# [SELECTED EXTRACT]
###

So, I have a question regarding the ion-electron method to balance the oxidation-reduction of gaseous hydrogen sulfide and nitric acid to produce sulfur, nitrogen monoxide and water.

Verbatim, the question states the following:

"HNO3 reacts with gaseous H2S to form sulfur (S) and NO.*

Write down the chemical reaction and balance it via the ion-electron method."
* Yes, I know it doesn't mention water; I was told it doesn't matter because H2O pops up by itself when summing the two half-reactions.

HNO3 + H2S :rarrow: S + NO

So, I'd first need to write down the two half-reactions, one for the oxidation and for the reduction, after identifying that the sulfur in H2S on the left-hand side goes from oxidation state of -2 to 0 as elemental sulfur, and that the nitrogen in HNO3 goes from +5 to +2 on the right-hand side's NO:

Oxidation: S2-  :rarrow:  S + 2e-
Reduction: NO3- + 4H+ + 3e- :rarrow: NO + 2H2O

So, after multiplying the first one by 3 and the second one by 2 and then adding, I end up with:

3S2- + 2NO3- + 8H+ :rarrow: 3S + 2NO + 4H2O

Bringing in the spectator ions to get the balanced molecular equation, we get

2HNO3 + 3H2S + 6H+ :rarrow: 3S + 2NO + 4H2O

So, the problem is that there's still 6 protons on the left-hand side that didn't combine fully with anything.

###

# [DATA PROVIDED]
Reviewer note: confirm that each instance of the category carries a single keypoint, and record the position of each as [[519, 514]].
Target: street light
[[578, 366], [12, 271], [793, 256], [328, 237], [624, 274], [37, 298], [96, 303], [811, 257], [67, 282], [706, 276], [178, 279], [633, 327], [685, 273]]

###

# [TASK TO COMPLETE]
Carry on the post on balancing the hydrogen sulfide and nitric acid reaction, picking up after its final sentence. The listing has no connection to the post on balancing the hydrogen sulfide and nitric acid reaction.

# [EXERCISE OUTPUT]
Now, I've tried searching the Internet to figure out what was going wrong here -- and apparently, in the oxidation reaction, one needs to consider H2S as a whole, and not just the sulfide ion. This way, the oxidation half-reaction would be

H2S :rarrow: S + 2H+ + 2e-

And with the previous reduction half-reaction, it all adds up perfectly.

But in other redox reactions that I've done it is the sulfide that is written in the oxidation half-reaction; for example, this unbalanced chemical reaction, also in acidic medium (like my example):

H2S + NaMnO4 + HBr  ::equil:: S + NaBr + MnBr3 + H2O

Here, the two half-reactions are

S2-  :rarrow: S + 2e-
MnO4- + 8H+ + 4e- → Mn3+ + 4H2O

What gives? How do I know when to consider just the ion or the whole compound other than "it doesn't give the right answer"? Is there a way to figure it out beforehand? ???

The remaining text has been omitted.